SET EXERCISE>
Pull out each line of the entries below that contains the string "twig", and list those lines unchanged.

THE INPUT>
---*---

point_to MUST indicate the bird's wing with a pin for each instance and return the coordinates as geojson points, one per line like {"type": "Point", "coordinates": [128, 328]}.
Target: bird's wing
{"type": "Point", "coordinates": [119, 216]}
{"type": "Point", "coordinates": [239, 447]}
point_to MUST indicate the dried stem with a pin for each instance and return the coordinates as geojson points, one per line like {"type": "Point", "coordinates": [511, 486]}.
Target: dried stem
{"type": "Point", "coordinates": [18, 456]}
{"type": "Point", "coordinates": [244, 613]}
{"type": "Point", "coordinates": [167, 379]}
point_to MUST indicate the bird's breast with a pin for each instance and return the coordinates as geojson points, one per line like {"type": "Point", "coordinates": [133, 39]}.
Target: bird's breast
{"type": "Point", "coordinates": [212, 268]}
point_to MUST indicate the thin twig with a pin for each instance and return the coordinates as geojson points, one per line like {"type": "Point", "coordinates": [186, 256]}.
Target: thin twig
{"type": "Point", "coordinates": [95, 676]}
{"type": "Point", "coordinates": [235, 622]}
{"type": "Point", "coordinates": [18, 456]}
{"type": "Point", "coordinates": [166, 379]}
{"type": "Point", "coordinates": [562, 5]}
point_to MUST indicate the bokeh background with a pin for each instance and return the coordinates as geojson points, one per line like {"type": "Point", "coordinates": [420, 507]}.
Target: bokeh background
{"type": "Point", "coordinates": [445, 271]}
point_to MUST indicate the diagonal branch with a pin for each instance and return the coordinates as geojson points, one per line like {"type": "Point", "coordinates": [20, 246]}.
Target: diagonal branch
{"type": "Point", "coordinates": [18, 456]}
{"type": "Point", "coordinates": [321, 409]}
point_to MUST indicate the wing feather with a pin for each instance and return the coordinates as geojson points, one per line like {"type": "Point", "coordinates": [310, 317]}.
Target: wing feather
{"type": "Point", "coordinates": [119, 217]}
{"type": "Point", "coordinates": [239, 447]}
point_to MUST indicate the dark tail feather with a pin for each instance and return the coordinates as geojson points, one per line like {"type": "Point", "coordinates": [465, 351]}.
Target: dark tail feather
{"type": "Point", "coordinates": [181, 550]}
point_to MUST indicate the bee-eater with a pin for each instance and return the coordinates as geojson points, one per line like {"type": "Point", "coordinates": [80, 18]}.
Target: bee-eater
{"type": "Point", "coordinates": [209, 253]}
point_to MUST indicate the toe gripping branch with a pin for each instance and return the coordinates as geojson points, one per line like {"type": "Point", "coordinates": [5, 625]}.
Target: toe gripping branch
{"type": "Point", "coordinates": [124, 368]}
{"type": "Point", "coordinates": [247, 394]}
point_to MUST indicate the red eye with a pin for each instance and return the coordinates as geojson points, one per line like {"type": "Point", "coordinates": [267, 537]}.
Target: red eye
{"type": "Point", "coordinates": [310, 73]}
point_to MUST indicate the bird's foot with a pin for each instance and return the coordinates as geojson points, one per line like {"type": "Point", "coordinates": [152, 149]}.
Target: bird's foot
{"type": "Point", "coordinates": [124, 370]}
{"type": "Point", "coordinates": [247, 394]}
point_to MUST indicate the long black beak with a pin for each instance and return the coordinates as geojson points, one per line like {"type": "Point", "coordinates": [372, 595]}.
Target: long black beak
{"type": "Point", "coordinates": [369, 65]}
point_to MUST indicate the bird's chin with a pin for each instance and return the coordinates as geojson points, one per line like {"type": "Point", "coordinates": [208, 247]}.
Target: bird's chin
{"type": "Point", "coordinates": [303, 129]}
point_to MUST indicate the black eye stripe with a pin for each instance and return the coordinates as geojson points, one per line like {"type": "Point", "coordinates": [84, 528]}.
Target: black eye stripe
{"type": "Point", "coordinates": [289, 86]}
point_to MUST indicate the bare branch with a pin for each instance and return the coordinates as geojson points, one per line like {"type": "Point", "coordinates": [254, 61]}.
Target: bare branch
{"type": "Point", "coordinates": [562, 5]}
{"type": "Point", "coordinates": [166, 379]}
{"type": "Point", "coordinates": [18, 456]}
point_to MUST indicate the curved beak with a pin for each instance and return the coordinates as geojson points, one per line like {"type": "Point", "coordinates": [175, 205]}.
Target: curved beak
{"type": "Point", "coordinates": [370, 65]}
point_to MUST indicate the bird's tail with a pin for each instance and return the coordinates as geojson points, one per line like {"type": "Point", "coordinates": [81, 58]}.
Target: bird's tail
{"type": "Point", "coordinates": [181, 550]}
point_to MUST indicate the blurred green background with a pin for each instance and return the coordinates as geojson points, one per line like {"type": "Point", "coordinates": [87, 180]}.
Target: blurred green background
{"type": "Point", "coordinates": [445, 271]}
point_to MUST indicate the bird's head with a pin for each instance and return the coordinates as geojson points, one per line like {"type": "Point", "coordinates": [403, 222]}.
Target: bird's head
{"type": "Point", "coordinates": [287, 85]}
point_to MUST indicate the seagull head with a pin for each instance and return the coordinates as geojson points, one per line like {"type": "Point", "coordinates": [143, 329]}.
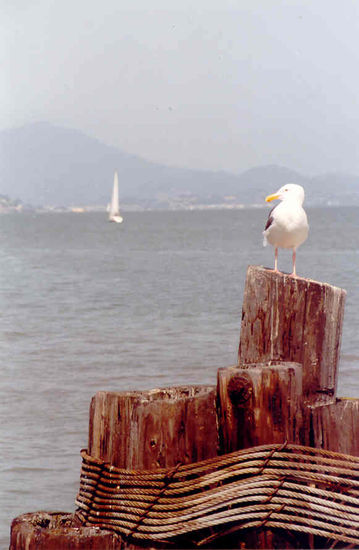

---*---

OUTPUT FOR THIS TASK>
point_to MUST indicate the thin twig with a pin for each instance and return the coordinates as geojson points, one per line like {"type": "Point", "coordinates": [186, 256]}.
Target: thin twig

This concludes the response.